# Entries shown
..........
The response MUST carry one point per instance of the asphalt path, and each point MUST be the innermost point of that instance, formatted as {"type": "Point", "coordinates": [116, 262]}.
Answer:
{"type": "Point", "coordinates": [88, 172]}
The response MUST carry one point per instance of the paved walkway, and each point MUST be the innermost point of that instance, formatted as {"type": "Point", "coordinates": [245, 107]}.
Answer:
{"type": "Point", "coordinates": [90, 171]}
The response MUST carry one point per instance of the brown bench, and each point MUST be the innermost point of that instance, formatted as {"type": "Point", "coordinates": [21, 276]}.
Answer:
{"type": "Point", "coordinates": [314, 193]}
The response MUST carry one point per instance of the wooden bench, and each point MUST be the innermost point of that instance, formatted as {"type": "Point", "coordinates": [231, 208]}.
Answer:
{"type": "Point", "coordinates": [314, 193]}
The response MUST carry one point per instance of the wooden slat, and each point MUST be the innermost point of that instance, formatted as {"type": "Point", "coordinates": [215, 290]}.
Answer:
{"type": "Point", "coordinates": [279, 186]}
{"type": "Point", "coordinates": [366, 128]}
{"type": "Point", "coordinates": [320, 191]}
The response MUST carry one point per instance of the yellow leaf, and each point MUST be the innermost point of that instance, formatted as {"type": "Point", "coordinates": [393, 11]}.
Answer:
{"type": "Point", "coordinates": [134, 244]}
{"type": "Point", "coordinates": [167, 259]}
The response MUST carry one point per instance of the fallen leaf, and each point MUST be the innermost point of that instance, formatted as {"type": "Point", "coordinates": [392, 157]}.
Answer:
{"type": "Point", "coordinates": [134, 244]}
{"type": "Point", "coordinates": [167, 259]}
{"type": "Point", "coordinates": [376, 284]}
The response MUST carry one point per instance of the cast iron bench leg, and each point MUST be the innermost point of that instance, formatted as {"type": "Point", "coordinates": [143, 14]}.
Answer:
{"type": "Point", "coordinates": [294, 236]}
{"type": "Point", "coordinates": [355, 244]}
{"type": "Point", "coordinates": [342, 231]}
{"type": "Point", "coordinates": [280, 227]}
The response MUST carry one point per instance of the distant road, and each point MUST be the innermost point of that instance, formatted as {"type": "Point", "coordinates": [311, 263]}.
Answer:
..........
# Exercise description
The answer should be all lines from the entries above that hold the word "formatted".

# Answer space
The response MUST carry one point per instance of the asphalt path, and each point MUST be the innermost point of that instance, formatted as {"type": "Point", "coordinates": [116, 262]}.
The response MUST carry one point per instance of the paved walkway, and each point MUST be the innermost point of that instance, formatted as {"type": "Point", "coordinates": [245, 107]}.
The response MUST carry one point per instance of the brown bench, and each point MUST be the innermost point of that instance, formatted as {"type": "Point", "coordinates": [21, 276]}.
The response MUST carry one point per instance of the wooden bench, and each point MUST be the innermost point of that instance, formatted as {"type": "Point", "coordinates": [231, 208]}.
The response MUST carry one point per instance of the wooden slat, and each point MUST be the innermost point of that instance, formatted as {"type": "Point", "coordinates": [215, 290]}.
The response MUST carry one point per instance of the yellow leaf, and each point MUST be the innermost point of that instance, formatted as {"type": "Point", "coordinates": [393, 11]}.
The response MUST carry one point per instance of the fallen leaf, and each point MUST be the innermost point of that instance, formatted as {"type": "Point", "coordinates": [392, 157]}.
The response MUST carry one point per instance of the cast iron bench leg, and each point MUST be the innermost point of that instance, formatted as {"type": "Point", "coordinates": [143, 14]}.
The response MUST carry one point per instance of the distant road, and each point MUST be the innermost point of that instance, formatted as {"type": "Point", "coordinates": [311, 263]}.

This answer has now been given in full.